• [Requisiti del compito]
Continua il brano su Amleto partendo dall'ultima frase riportata.

• [Brano scelto]
          letto, ti pizzichi la guancia, ti chiami sua topina, e per un paio di 
          baci schifosi o qualche frugatina delle sue dita infami ti faccia 
          snocciolare tutta questa faccenda che in realtà non sono affatto pazzo 
          ma pazzo ad arte. È bene farglielo sapere perché chi mai, essendo 
          soltanto una regina bella, sobria, saggia, nasconderebbe a un rospo, a 
          un pipistrello, a un micione, faccende così gravi per lui? Chi lo 
          farebbe? No, contro ogni buonsenso, ogni riservatezza, togli il piolo 
          alla gabbia sul tetto della casa, fa volar via gli uccelli, e come la 
          scimmia della favola, per arrivare in fondo, cacciati nella gabbia e 
          giù, rompiti il collo.»
          
           
          
           
          
          Chiaro? 
          
          Sintomatiche e oscure vertigini di 
          antifrasi, e di antifrasi di antifrasi, con un intero
           bestiario 
          metaforico di cui forse s’è del tutto perso il senso (la scimmia? la 
          gabbia? gli uccelli?): se meno per meno fa sempre più, qui le 
          negazioni di negazioni esagerano, e sono talmente vorticose (in 
          soldoni: «NON fare quello che ti ho detto di fare e cioè di NON dire 
          che NON sono pazzo…») che alla fine come la regina anche noi 
          non siamo più sicuri di niente. Che non è quello che vuole Amleto ma 
          magari ciò che interessa a Shakespeare.
          
           
          
          Cosa devo fare, soprattutto, è un 
          altro dei Leitmotiven che intricano il tessuto del dramma. Cosa 
          serve a giustificare il fare? Amleto se lo chiede continuamente e 
          sempre sbatte contro l’evidenza che il fare non ha niente da chiedere 
          al pensiero: «E tutto per niente.

• [Raccolta dati]
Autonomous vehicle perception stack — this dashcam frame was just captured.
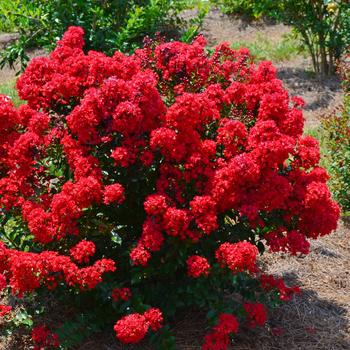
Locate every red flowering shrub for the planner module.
[0,27,339,349]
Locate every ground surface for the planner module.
[0,10,350,350]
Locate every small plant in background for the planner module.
[277,0,350,76]
[214,0,350,76]
[0,27,339,350]
[322,55,350,214]
[0,0,208,69]
[231,33,305,63]
[211,0,278,20]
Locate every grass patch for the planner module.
[232,34,305,62]
[0,81,24,107]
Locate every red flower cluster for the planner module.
[0,27,339,349]
[112,287,132,302]
[202,314,239,350]
[0,243,116,296]
[32,325,60,350]
[243,303,267,328]
[215,242,258,273]
[0,304,12,317]
[187,255,210,278]
[114,308,163,344]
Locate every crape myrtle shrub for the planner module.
[0,27,339,349]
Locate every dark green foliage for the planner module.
[0,0,206,69]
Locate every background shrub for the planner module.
[0,27,339,350]
[214,0,350,76]
[0,0,206,68]
[322,56,350,212]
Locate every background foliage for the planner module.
[0,0,208,68]
[322,56,350,212]
[212,0,350,76]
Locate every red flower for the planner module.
[70,240,96,264]
[112,287,131,302]
[0,305,12,317]
[187,255,210,278]
[103,184,125,204]
[143,308,163,331]
[114,314,149,344]
[216,242,258,273]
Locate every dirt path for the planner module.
[198,9,343,128]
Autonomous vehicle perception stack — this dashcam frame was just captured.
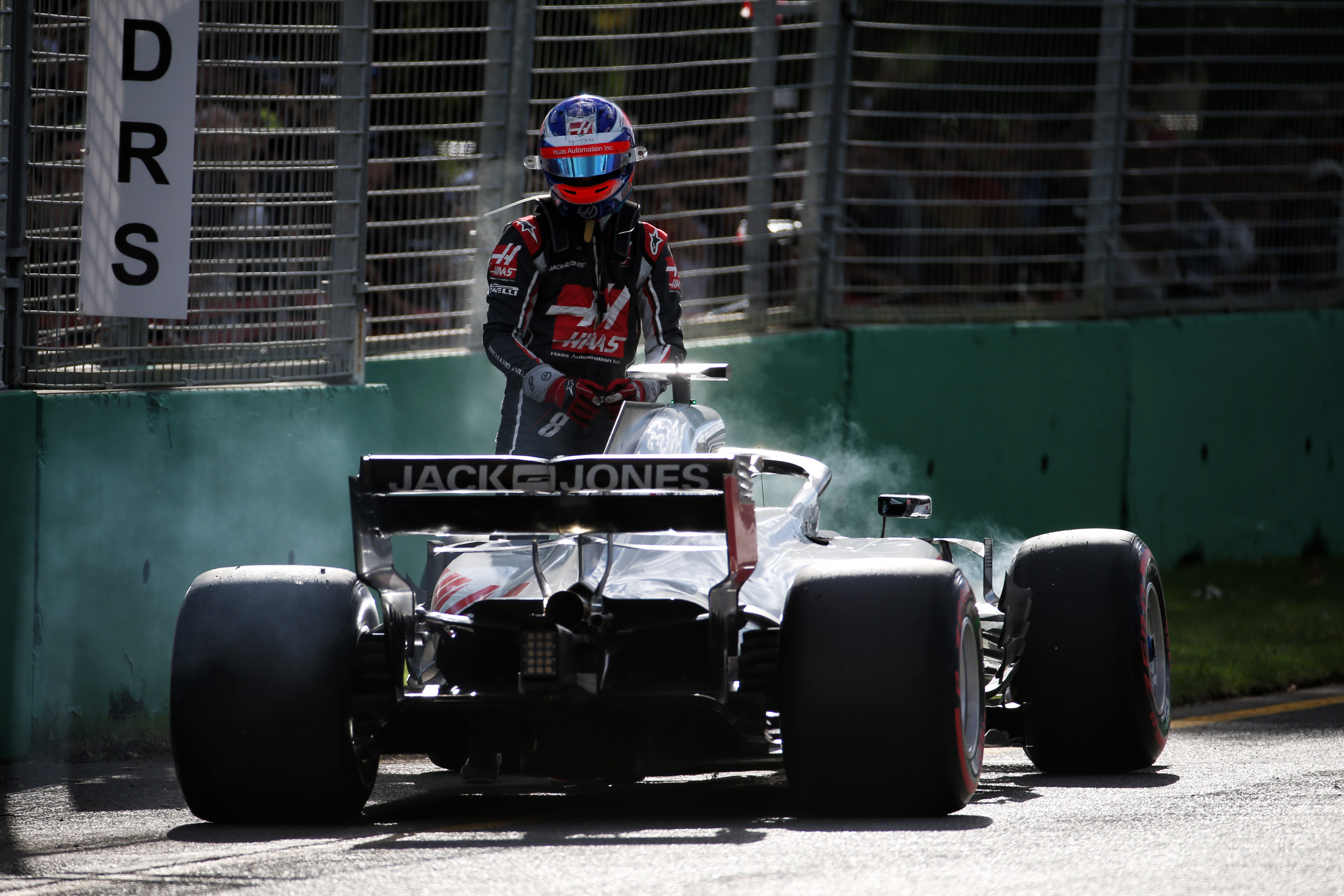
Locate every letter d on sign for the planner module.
[79,0,200,320]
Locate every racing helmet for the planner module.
[523,94,648,220]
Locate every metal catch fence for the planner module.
[0,0,1344,388]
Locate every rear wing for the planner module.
[349,454,755,613]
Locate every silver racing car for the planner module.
[171,364,1171,821]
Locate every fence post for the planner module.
[815,0,857,326]
[470,0,536,347]
[500,0,536,212]
[798,0,840,320]
[1083,0,1134,316]
[0,0,32,388]
[328,0,372,383]
[742,0,780,332]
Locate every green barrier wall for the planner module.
[1129,312,1344,557]
[0,310,1344,756]
[0,386,393,756]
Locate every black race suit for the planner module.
[484,198,685,458]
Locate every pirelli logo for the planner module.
[360,454,732,494]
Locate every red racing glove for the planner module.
[604,379,663,419]
[546,376,602,426]
[606,379,663,402]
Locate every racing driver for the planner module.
[484,94,685,458]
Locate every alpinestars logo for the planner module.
[491,243,523,279]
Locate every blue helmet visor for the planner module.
[542,153,626,177]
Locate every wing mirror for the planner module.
[878,494,933,520]
[878,494,933,537]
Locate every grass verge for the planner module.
[1163,557,1344,705]
[31,712,172,762]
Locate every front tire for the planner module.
[1008,529,1171,774]
[171,565,393,822]
[780,559,984,815]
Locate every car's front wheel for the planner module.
[171,565,394,822]
[780,559,984,815]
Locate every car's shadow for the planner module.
[168,772,992,850]
[970,763,1180,805]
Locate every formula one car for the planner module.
[171,364,1171,821]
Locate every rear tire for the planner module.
[171,565,393,822]
[780,559,984,815]
[1008,529,1171,774]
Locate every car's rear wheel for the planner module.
[780,559,984,815]
[171,565,394,822]
[1008,529,1171,772]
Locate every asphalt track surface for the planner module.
[0,687,1344,896]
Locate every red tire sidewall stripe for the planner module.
[1138,541,1171,751]
[951,575,985,799]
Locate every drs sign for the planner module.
[79,0,199,320]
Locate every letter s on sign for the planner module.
[111,224,159,286]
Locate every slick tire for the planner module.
[169,565,391,822]
[1008,529,1171,774]
[780,559,984,815]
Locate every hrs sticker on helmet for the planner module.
[546,283,630,357]
[491,243,523,279]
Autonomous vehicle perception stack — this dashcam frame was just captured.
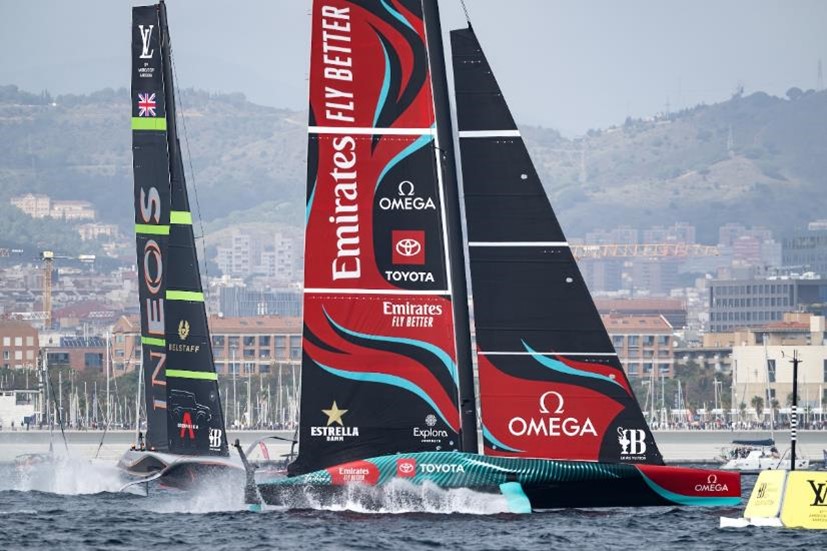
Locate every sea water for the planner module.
[0,460,825,550]
[0,436,827,551]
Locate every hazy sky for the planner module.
[0,0,827,135]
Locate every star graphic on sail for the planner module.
[322,400,347,427]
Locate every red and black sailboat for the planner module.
[258,0,740,511]
[119,1,242,481]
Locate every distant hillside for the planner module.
[0,86,827,254]
[526,89,827,242]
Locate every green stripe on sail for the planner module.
[141,337,167,346]
[135,224,169,235]
[132,117,167,132]
[166,369,218,381]
[169,210,192,226]
[167,289,204,302]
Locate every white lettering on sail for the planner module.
[321,6,356,122]
[141,187,161,224]
[508,390,597,437]
[328,136,362,281]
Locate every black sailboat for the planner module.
[119,1,242,479]
[258,0,740,511]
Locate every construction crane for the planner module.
[571,243,721,260]
[40,251,95,329]
[40,251,55,330]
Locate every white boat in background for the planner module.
[721,439,810,474]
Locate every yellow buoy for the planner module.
[780,471,827,530]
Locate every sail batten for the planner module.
[451,27,663,464]
[289,0,460,475]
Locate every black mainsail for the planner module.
[132,2,228,456]
[451,26,663,464]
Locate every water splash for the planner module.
[282,479,509,515]
[0,456,123,495]
[140,472,247,514]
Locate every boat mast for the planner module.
[422,0,479,453]
[158,0,181,170]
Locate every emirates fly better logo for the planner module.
[391,230,425,266]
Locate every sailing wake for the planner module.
[276,479,509,515]
[0,456,123,495]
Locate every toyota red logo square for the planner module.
[391,230,425,266]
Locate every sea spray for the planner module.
[287,480,509,515]
[8,456,123,495]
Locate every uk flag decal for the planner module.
[138,93,155,117]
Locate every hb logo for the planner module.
[617,427,646,455]
[210,429,225,452]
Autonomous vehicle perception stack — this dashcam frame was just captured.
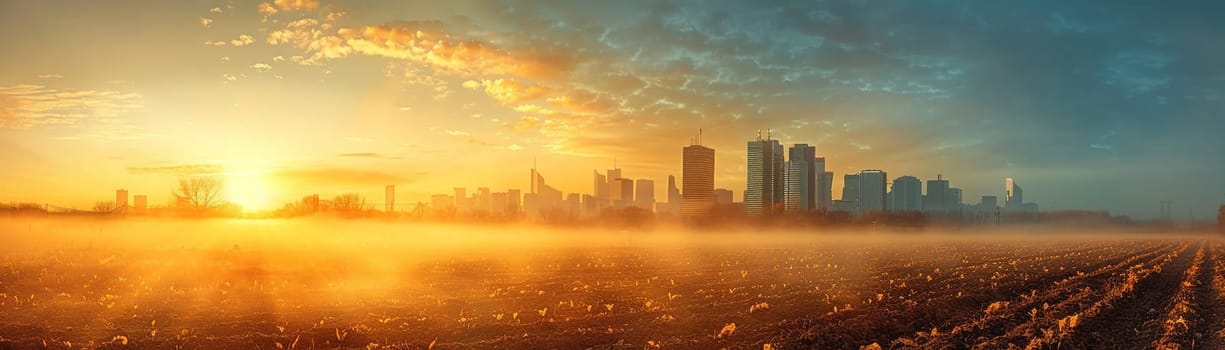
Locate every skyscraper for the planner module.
[452,187,468,214]
[681,144,714,217]
[922,175,949,212]
[784,143,826,212]
[745,135,785,215]
[633,179,655,210]
[132,195,149,214]
[946,187,962,210]
[609,177,633,208]
[489,192,511,217]
[115,188,127,213]
[817,170,834,210]
[523,168,562,214]
[842,174,859,202]
[1003,177,1025,210]
[714,188,733,204]
[383,185,396,213]
[506,188,522,215]
[666,175,681,215]
[592,170,609,199]
[859,170,888,213]
[477,187,494,214]
[889,176,922,212]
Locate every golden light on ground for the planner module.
[224,171,276,212]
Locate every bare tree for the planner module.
[93,201,118,213]
[174,176,223,210]
[332,193,366,214]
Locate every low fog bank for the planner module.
[0,218,1203,256]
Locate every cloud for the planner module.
[515,104,555,115]
[230,34,255,47]
[481,80,552,105]
[336,152,401,159]
[0,84,143,130]
[268,168,408,186]
[127,164,224,176]
[272,0,319,11]
[260,2,277,16]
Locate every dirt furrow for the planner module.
[1061,244,1204,349]
[922,241,1177,349]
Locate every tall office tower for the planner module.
[489,192,511,217]
[946,187,962,210]
[477,187,494,214]
[430,195,456,215]
[842,174,859,202]
[817,170,834,210]
[454,187,468,214]
[523,168,562,215]
[1003,177,1025,210]
[714,188,733,204]
[681,144,714,217]
[564,193,583,217]
[608,168,621,182]
[889,176,922,212]
[506,188,523,215]
[922,175,949,212]
[609,179,633,208]
[115,188,127,213]
[745,135,785,215]
[132,195,149,214]
[592,170,609,198]
[979,196,1000,212]
[666,175,681,215]
[859,170,888,213]
[633,179,655,210]
[783,143,826,212]
[383,185,396,213]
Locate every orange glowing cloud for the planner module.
[272,0,319,11]
[0,84,143,128]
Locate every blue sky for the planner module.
[0,0,1225,218]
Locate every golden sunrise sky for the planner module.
[0,0,1225,217]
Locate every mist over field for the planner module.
[0,218,1225,349]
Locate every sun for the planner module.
[225,173,273,212]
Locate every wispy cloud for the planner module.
[272,0,319,11]
[270,168,408,186]
[336,152,401,159]
[127,164,224,176]
[0,84,143,128]
[230,34,255,47]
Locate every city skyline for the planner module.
[0,0,1225,218]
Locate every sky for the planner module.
[0,0,1225,218]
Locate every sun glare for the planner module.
[225,173,273,212]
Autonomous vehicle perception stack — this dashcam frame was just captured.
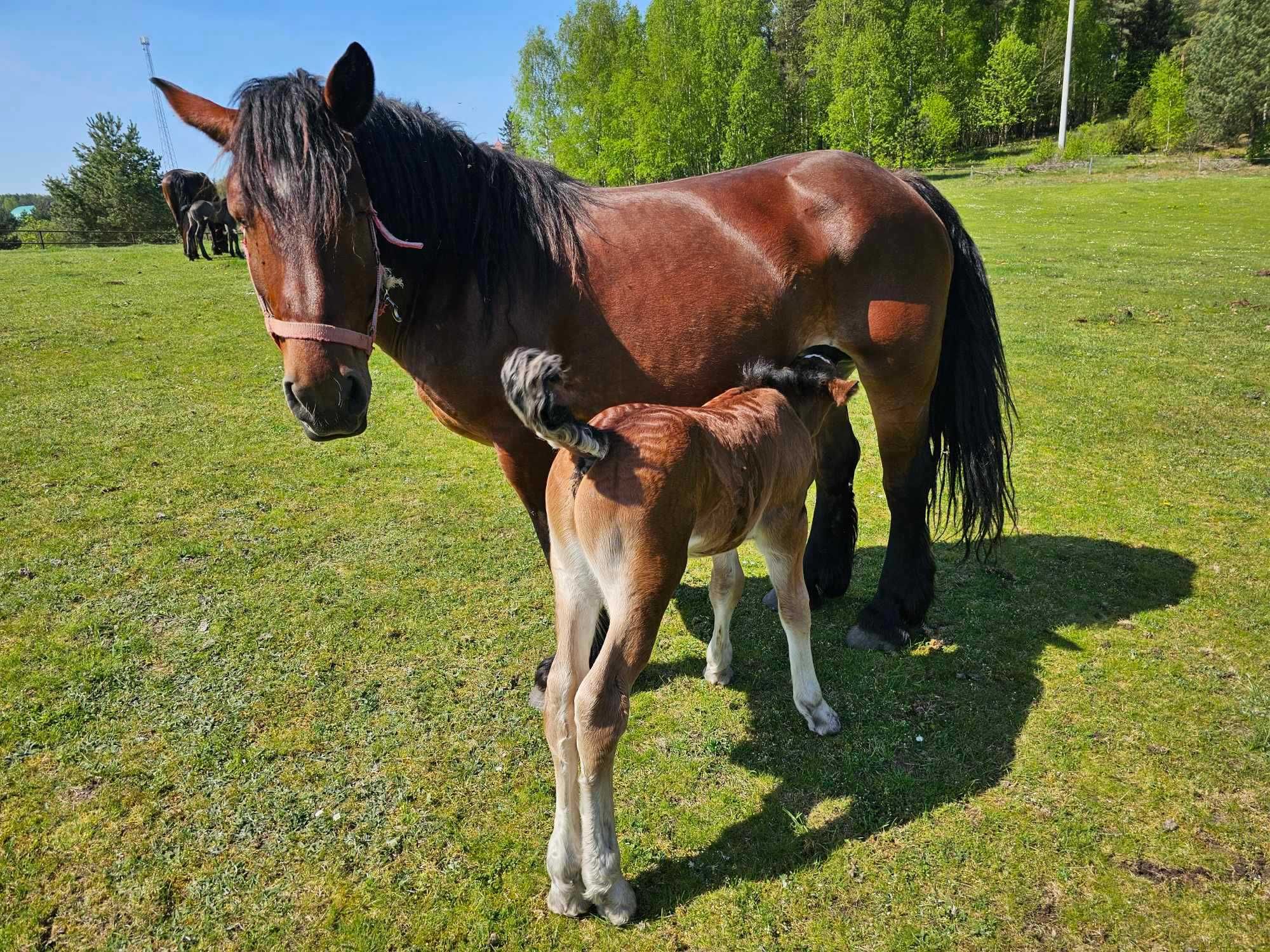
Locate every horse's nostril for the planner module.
[344,373,370,416]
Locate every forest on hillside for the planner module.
[511,0,1270,185]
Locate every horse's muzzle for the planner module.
[282,368,371,443]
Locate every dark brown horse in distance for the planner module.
[159,169,229,255]
[155,43,1013,682]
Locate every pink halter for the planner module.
[243,206,423,354]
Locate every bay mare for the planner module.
[155,43,1013,683]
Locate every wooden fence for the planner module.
[5,228,180,249]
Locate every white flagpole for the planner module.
[1058,0,1076,149]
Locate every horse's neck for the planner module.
[376,250,575,439]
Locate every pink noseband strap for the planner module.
[264,314,375,353]
[243,207,423,354]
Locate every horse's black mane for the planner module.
[227,70,594,310]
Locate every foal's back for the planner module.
[547,387,815,556]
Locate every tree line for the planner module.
[0,113,175,249]
[511,0,1270,185]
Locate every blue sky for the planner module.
[0,0,573,192]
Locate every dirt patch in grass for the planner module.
[1125,857,1213,886]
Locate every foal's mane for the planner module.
[740,345,850,400]
[226,70,596,310]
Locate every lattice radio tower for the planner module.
[141,37,177,171]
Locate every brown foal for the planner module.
[502,349,856,925]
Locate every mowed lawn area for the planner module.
[7,170,1270,951]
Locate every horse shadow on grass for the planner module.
[630,536,1195,918]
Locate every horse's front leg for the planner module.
[498,439,608,711]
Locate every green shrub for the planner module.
[1063,122,1116,162]
[1248,122,1270,162]
[1124,83,1154,152]
[1027,138,1058,165]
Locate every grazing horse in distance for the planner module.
[502,348,856,925]
[185,198,243,261]
[154,43,1013,687]
[159,169,225,256]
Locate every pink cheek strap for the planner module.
[243,208,423,354]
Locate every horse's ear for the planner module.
[829,380,860,406]
[323,43,375,132]
[150,76,237,146]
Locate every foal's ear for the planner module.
[323,43,375,132]
[150,76,237,146]
[829,380,860,406]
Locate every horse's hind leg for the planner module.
[803,406,860,607]
[542,538,601,915]
[705,548,745,684]
[754,505,842,736]
[847,367,936,651]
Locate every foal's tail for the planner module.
[502,347,608,461]
[900,173,1017,559]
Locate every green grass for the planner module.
[0,170,1270,949]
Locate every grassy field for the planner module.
[0,170,1270,951]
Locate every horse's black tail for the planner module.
[502,347,608,461]
[900,173,1017,559]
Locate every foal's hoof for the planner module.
[801,701,842,737]
[596,880,635,925]
[530,655,555,711]
[847,625,908,655]
[547,886,591,919]
[702,665,732,688]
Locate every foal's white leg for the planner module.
[705,548,745,684]
[754,510,842,736]
[579,757,635,925]
[542,538,601,915]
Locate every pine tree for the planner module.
[44,113,171,239]
[975,32,1039,142]
[723,37,784,168]
[1186,0,1270,142]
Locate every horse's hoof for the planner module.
[596,878,635,925]
[847,625,908,655]
[702,665,732,688]
[547,886,591,919]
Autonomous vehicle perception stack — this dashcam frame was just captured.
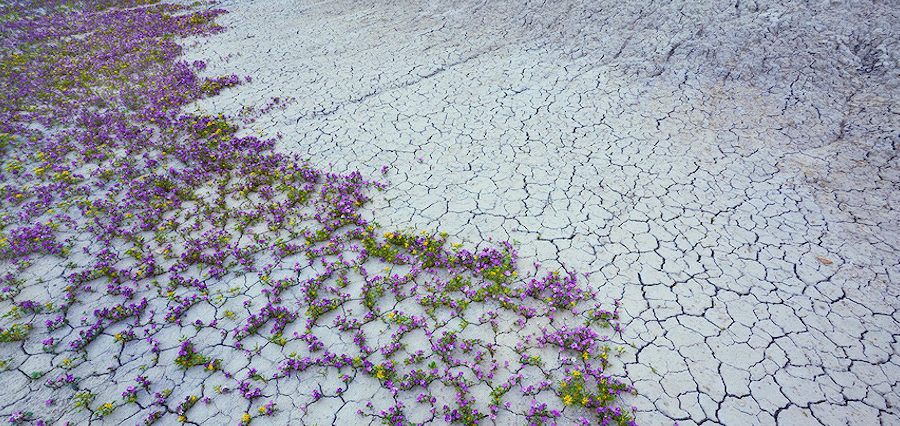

• [Riquadro risposta]
          Per Ecuba» 
          (Atto II, sc. 2); 
          «E questo per un guscio d’uovo... per una pagliuzza» (Atto IV, sc. 
          4): ecco, in una «scena tanto ridicola quanto sinistra» (R. 
          Girard, Shakespeare. Il teatro dell’invidia, Milano 2002), 
          Amleto è stupefatto - stupore morale - dall’esercito che Fortebraccio 
          sta portando a morire per uno straccetto di terra salsa. 
          
          Sarà allora sempre 
          bene ricordarsi che «Hamlet is, through the whole play, rather an 
          instrument than an agent» (S. Johnson, 
          The Plays of William 
          Shakespeare, 
          1765). 
          Perché noi no?
           
          
           
 
           
          
          Gli uomini sono capaci di grandi 
          cose solo per «niente», il che taglierebbe fuori lui – che 
          paradosso - proprio perché Amleto ha un motivo per agire ferocemente 
          («What would he do, / Had he the motive and the cue for passion That I 
          have?», Atto II, sc. 2); o meglio: avere un motivo o non averne 
          nessuno, rispetto al fare, sono la stessa cosa: 
          
           
          
          «Essere (l’incrinato verbo di 
          Amleto – guarda caso è posto alla fine del verso, a precipizio sul 
          niente, da sospendere nell’esitazione dell’enjambement) 
          / veramente grandi non significa agire / senza un grave motivo, ma con 
          grandezza / affrontare la lotta per una pagliuzza / quando è in gioco 
          l’onore» (Atto IV, sc. 4, 53-56). Qui Amleto cerca ancora una 
          volta di fare il sentenzioso, ma proprio queste pause non sintattiche 
          e non a senso, queste esitazioni sui verbi suoi più cruciali: 
          essere… veramente grandi; agire…. senza un grave motivo; con 
          grandezza… affrontare. 
          
          In Italia, pochi decenni prima, il 
          Dio dell’enjambement era stato il Tasso, animo franto 
          proverbialmente, mito che da  
          Montaigne arriverà a tutti i 
          romantici.
          
           
          
          «Ora che cosa c’è di più stolto del 
          combattersi così, non si sa per che ragione, col bel risultato che 
          ciascuna delle due parti ne ricava sempre più danno che vantaggio?» 
          (Erasmo da Rotterdam, Elogio della follia, cap. XXIII). 
          La parola chiave della morale amletica sarebbe ancora onore (la 
          posizione di 
          Mario Praz)? – 
          Onore: «l’assolutamente 
          violabile» (G. W. F. Hegel, Estetica).